Position identification records:
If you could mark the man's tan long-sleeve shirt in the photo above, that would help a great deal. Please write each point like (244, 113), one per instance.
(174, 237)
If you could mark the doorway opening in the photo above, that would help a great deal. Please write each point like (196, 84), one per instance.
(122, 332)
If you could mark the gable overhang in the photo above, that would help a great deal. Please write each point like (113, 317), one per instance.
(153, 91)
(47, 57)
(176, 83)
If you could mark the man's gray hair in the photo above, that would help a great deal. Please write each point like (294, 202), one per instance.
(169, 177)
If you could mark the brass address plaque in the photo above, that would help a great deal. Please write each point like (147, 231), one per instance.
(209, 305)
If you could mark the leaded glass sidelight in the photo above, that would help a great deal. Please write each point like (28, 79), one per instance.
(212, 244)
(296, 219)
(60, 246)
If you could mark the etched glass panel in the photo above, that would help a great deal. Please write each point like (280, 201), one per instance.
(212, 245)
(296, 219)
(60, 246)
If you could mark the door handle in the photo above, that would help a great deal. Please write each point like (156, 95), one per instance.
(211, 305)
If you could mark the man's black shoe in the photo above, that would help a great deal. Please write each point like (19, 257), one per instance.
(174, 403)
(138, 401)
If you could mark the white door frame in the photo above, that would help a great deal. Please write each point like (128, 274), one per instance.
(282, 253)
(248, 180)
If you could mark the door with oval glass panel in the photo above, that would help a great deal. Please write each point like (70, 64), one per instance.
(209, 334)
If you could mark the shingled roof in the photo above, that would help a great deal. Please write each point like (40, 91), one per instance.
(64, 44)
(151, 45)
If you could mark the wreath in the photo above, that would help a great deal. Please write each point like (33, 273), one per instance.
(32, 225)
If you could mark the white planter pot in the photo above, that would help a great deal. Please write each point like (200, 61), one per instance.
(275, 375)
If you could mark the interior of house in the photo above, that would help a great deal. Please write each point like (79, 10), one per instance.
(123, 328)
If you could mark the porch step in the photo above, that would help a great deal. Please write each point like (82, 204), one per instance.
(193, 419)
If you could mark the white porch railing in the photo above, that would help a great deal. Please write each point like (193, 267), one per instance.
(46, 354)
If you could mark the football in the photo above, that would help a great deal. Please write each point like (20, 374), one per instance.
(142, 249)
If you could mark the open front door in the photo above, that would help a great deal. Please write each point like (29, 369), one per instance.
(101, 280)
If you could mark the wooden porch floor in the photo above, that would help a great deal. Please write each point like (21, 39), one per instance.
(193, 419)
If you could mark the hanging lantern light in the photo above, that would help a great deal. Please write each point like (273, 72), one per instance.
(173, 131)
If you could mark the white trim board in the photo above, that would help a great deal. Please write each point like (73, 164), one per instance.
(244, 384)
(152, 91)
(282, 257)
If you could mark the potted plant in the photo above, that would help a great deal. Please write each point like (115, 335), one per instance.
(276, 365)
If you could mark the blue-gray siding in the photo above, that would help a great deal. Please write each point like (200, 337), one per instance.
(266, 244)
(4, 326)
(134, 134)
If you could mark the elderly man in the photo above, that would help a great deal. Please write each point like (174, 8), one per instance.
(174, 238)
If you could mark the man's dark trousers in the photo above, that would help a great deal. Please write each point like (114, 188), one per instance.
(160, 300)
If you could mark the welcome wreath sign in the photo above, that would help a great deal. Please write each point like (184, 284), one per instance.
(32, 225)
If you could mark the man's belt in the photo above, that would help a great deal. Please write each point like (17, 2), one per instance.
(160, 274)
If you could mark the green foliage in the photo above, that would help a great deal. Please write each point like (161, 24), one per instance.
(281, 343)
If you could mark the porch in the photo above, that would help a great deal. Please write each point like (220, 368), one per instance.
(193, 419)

• _Task description_: Repeat, without change, each line of the data above from the one that contains "If you could mark the man's dark" through the final line, counting both.

• _Answer to this exercise_:
If you could mark the man's dark trousers in the photo above, that would help a great deal. Please write each point like (114, 188), one per instance.
(160, 300)
If you could mark the welcome wreath sign in the photo above, that would help a great deal. Please write each point like (184, 284), one per instance.
(32, 225)
If you could mark the man's belt in the photo above, that would help a great deal. Please write each point like (17, 2), one per instance.
(160, 274)
If you could mark the green foliage in the photo above, that would help a great deal. Please write each point like (161, 24), one per instance.
(281, 343)
If you could mark the porch in the photo above, that would help a great deal. Please write each point like (220, 368), one per instance.
(193, 419)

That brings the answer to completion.